Directive 1: Rewrite the paragraph of the forum post that begins "Because this is an open-edit forum" in a shorter form, keeping its main facts.
Directive 2: Decide whether each statement agrees with the forum post, answering yes or no and quoting the deciding words: (a) The writer also dislikes Friday I'm In Love. (b) The writer came to like Love Cats as an adult. (c) The writer thinks the music does not fit the words.
Directive 3: Reproduce the text of the forum post between "The music does" and "come around to.", inclusive.

Supplied text:
^^^^

The music does actually go with the words; there's no mismatch - it's whimsical, joyful, playful, breezy.  But this is one of the songs I always disliked when I heard it on the radio as a younger person, and because it seemed to be played all the time, it became one of a few dozen pop songs over the years that I just got more and more allergic to (Friday I'm In Love is the other one from this band that always made me run and still does).  Tastes change and while I took to both the studio and live versions of Love Cats, Why Can't I Be You?, Close To You etc as a mature adult, those two I just haven't come around to.

Because this is an open-edit forum, I can add thoughts that occur to me later on:  I think the reason I don't have a negative reaction when I hear this song played live is because then there's a human being in it, if that makes any sense, and because you can have respect for someone else's heart for feeling something, at the same time that you have respect for your own heart for not feeling that thing.  That's a principle that has so much application.  So in this particular case, it goes from a song that annoys me on the radio, to a song that's being performed by a person for whom this is a piece of their own heart, and those are different propositions.  It might seem like an artificial distinction and perhaps it is, but studio music is "canned" and live music is not, even though of course when I watch a concert film, it's still canned in its own way, but it's not as separate from the people performing it.

^^^^

(Point annotation records)

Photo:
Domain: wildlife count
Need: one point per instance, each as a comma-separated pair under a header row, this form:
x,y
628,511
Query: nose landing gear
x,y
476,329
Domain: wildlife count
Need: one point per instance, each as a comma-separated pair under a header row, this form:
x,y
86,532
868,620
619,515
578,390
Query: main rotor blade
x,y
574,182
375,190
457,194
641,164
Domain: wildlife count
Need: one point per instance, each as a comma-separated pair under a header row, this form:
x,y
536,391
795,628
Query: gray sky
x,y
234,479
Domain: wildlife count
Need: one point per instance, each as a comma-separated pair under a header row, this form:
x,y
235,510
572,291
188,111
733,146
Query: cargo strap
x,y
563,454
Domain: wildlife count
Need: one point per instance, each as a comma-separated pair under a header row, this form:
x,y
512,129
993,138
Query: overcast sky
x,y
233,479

^^^^

Full solution 1: Since the forum allows later edits, the writer adds a thought. Hearing the song live causes no negative reaction because a human being is in it. One can respect someone else's heart for feeling something while respecting one's own heart for not feeling it, and that principle applies widely. Here, the song changes from one that annoys the writer on the radio to one performed by a person for whom it is a piece of their own heart, and those are different propositions. The writer grants that the distinction may be artificial but holds that studio music is "canned" and live music is not. A concert film is still canned in its own way, yet it is less separate from the people performing it.

Full solution 2:
(a) Yes: "Friday I'm In Love is the other one from this band that always made me run and still does"
(b) Yes: "I took to both the studio and live versions of Love Cats, Why Can't I Be You?, Close To You etc as a mature adult"
(c) No: "The music does actually go with the words; there's no mismatch"

Full solution 3:
The music does actually go with the words; there's no mismatch - it's whimsical, joyful, playful, breezy.  But this is one of the songs I always disliked when I heard it on the radio as a younger person, and because it seemed to be played all the time, it became one of a few dozen pop songs over the years that I just got more and more allergic to (Friday I'm In Love is the other one from this band that always made me run and still does).  Tastes change and while I took to both the studio and live versions of Love Cats, Why Can't I Be You?, Close To You etc as a mature adult, those two I just haven't come around to.